### EXERCISE DETAILS
Restate the entries word for word, leaving nothing out.

(Dataset entries)
»»

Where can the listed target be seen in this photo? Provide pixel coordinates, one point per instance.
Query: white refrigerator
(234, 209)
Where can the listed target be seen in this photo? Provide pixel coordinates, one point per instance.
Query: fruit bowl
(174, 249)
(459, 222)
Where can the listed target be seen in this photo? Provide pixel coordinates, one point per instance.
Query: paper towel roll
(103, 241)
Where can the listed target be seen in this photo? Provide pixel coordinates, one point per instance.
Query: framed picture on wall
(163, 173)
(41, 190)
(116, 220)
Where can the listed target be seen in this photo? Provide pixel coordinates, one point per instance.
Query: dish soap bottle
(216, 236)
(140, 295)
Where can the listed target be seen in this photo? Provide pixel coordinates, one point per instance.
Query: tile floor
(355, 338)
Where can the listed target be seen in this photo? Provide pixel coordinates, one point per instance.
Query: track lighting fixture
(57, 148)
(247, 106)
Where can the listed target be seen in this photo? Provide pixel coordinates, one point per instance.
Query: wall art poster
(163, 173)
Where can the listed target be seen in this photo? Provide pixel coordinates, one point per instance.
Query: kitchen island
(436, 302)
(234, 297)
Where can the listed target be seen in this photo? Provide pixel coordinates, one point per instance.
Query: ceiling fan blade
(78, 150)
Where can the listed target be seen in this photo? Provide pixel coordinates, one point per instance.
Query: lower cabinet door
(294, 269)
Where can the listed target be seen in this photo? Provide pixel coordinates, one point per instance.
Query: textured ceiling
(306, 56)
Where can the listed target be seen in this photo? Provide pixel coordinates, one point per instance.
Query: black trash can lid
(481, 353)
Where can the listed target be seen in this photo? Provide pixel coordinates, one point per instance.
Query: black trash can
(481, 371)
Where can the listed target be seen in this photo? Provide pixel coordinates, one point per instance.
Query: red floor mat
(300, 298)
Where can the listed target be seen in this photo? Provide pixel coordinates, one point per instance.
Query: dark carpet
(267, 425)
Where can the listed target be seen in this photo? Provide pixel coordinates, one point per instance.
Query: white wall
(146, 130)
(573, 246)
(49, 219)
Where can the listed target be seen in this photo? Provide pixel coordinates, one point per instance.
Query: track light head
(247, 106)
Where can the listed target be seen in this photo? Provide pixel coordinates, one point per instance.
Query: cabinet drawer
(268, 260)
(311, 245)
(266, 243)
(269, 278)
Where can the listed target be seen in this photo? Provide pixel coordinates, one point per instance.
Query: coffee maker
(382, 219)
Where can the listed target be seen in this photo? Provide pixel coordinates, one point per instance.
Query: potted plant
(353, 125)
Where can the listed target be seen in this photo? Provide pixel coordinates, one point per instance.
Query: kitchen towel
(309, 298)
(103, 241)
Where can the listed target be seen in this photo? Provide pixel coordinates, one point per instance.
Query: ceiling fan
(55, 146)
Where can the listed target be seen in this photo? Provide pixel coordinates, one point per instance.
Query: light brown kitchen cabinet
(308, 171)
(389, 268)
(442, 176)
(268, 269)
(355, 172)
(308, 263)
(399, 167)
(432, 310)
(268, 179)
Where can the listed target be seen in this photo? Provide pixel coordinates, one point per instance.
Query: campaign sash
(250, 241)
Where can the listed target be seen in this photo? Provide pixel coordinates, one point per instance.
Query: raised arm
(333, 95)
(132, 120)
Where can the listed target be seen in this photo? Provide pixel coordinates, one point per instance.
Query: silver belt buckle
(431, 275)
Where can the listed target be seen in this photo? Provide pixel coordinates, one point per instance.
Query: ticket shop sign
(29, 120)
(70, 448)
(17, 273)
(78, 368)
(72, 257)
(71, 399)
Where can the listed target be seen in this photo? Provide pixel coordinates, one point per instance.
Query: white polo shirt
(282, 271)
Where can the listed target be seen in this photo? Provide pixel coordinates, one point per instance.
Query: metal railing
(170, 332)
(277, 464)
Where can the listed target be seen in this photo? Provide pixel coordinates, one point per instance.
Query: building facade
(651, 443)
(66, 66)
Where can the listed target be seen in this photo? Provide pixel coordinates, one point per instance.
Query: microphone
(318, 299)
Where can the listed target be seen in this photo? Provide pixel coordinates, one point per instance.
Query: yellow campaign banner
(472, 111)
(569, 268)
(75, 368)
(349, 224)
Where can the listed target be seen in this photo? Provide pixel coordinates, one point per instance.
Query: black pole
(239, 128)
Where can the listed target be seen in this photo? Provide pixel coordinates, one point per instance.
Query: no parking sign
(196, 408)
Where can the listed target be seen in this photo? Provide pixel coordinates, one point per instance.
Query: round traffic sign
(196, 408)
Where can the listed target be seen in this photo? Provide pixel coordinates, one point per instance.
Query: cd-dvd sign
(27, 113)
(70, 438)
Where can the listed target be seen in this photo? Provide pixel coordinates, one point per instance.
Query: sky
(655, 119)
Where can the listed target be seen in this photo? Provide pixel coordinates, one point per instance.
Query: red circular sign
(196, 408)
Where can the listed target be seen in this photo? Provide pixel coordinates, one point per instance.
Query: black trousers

««

### TASK RESPONSE
Where can the listed target be seen in this photo? Provide pixel coordinates, one point per instance.
Query: white refrigerator
(234, 209)
Where can the listed target be seen in this photo? Provide pixel coordinates, one point per instance.
Query: fruit bowl
(174, 249)
(459, 222)
Where can the listed target be seen in this photo? Provide pixel coordinates, one point per instance.
Query: paper towel roll
(103, 241)
Where can the listed target be seen in this photo? Provide pixel coordinates, one point per instance.
Query: framed picture on wall
(163, 173)
(41, 190)
(116, 220)
Where can the listed target be seen in this photo? Provide pixel coordinates, one point per instance.
Query: dish soap bottle
(216, 236)
(140, 295)
Where can the listed target be seen in this photo? Provide pixel coordinates, one point per instance.
Query: tile floor
(355, 338)
Where can the listed target be seen in this photo? Provide pixel coordinates, one point per instance.
Query: track lighting fixture
(57, 148)
(247, 106)
Where can the listed target be seen in this photo? Provide pixel coordinates, one point per instance.
Query: wall art poster
(163, 173)
Where can the listed target be seen in this photo? Provide pixel coordinates, one point per instance.
Query: kitchen island
(436, 302)
(234, 297)
Where can the listed target be seen in this photo? Provide pixel coordinates, one point per instance.
Query: ceiling fan blade
(78, 150)
Where can the listed target be seen in this photo? Provide pixel coordinates, one point per instance.
Query: lower cabinet door
(294, 269)
Where can the listed target be seen in this photo? Provide pixel coordinates, one point per instance.
Query: textured ceiling
(306, 56)
Where can the listed target be seen in this photo? Provide pixel coordinates, one point per instance.
Query: black trash can lid
(481, 353)
Where can the listed target be seen in this photo? Provide pixel coordinates, one point per instance.
Query: black trash can
(481, 371)
Where can the listed target be seen in this photo? Provide pixel coordinates, one point per instance.
Query: red floor mat
(300, 298)
Where can the listed target be seen in this photo? Provide pixel coordinates, one point per instance.
Query: dark carpet
(267, 425)
Where can the listed target be seen in this photo? Provide pixel coordinates, one point per instance.
Query: white wall
(146, 130)
(573, 246)
(49, 219)
Where can the listed target be seen in this photo? Provide pixel coordinates, one point per instance.
Query: track light head
(247, 106)
Where can the listed target be seen in this photo? Provide pixel coordinates, one point per instance.
Query: cabinet drawer
(268, 260)
(311, 245)
(266, 243)
(269, 278)
Where can the listed target be seen in this photo? Provide pixel coordinates, one point per instance.
Query: coffee maker
(382, 219)
Where can the listed target be seen in this photo? Provide pixel coordinates, one point per instance.
Query: potted plant
(353, 125)
Where can the listed target be seen in this photo? Provide pixel coordinates, one point per instance.
Query: kitchen towel
(309, 298)
(103, 241)
Where can the listed target be seen in this photo? Provide pixel coordinates, one point per instance.
Query: ceiling fan
(55, 146)
Where can the listed target be seen in this photo? Provide pixel coordinates, one point per instance.
Query: light brown kitchen cabinet
(308, 171)
(389, 268)
(442, 176)
(268, 269)
(355, 172)
(308, 263)
(399, 167)
(432, 310)
(268, 179)
Where can the listed target be seen in this photo? Provide pixel coordinates, one point per instance.
Query: campaign sash
(250, 241)
Where can the listed target be seen in this photo? Provide pixel coordinates, one point per instance.
Query: raised arm
(333, 95)
(132, 120)
Where can the listed target be seen in this photo? Provide pixel coordinates, one point per instance.
Query: silver belt buckle
(431, 275)
Where can the listed target be seen in this photo? Provide pixel coordinates, one point per instance.
Query: ticket shop sign
(29, 120)
(70, 448)
(17, 273)
(78, 368)
(72, 257)
(71, 399)
Where can the listed target be seen in this photo? Provide pixel coordinates, one point per instance.
Query: white polo shirt
(282, 271)
Where can the listed target be seen in this photo? Provide pixel coordinates, one point per instance.
Query: metal railing
(170, 332)
(277, 464)
Where can the listed target be seen in this photo? Provide pixel coordinates, one point per instance.
Query: building facade
(651, 443)
(66, 66)
Where can the listed target be seen in this photo? Provide pixel coordinates, one point per instance.
Query: microphone
(318, 299)
Where can the listed target be seen in this photo? Provide pixel coordinates, one point per instance.
Query: yellow campaign banner
(472, 111)
(569, 268)
(75, 368)
(349, 224)
Where can the listed target be seen in this photo? Provide pixel coordinates, one point per instance.
Query: black pole
(239, 128)
Where can the listed target be seen in this photo? Provide pixel coordinates, one point per instance.
Query: no parking sign
(196, 408)
Where can the listed target be seen in this photo? Provide pixel coordinates, one point per instance.
Query: round traffic sign
(196, 408)
Where can the listed target be seen in this photo? Provide pixel coordinates, one point per instance.
Query: cd-dvd sign
(27, 113)
(70, 438)
Where can the listed target be seen in this photo? Provide pixel coordinates, one point per instance.
Query: sky
(655, 119)
Where can the listed target be seen in this photo? Provide pixel coordinates, one point per instance.
Query: red circular sign
(196, 408)
Where can the listed target be seen in this photo? Provide pixel coordinates, one point per instance.
Query: black trousers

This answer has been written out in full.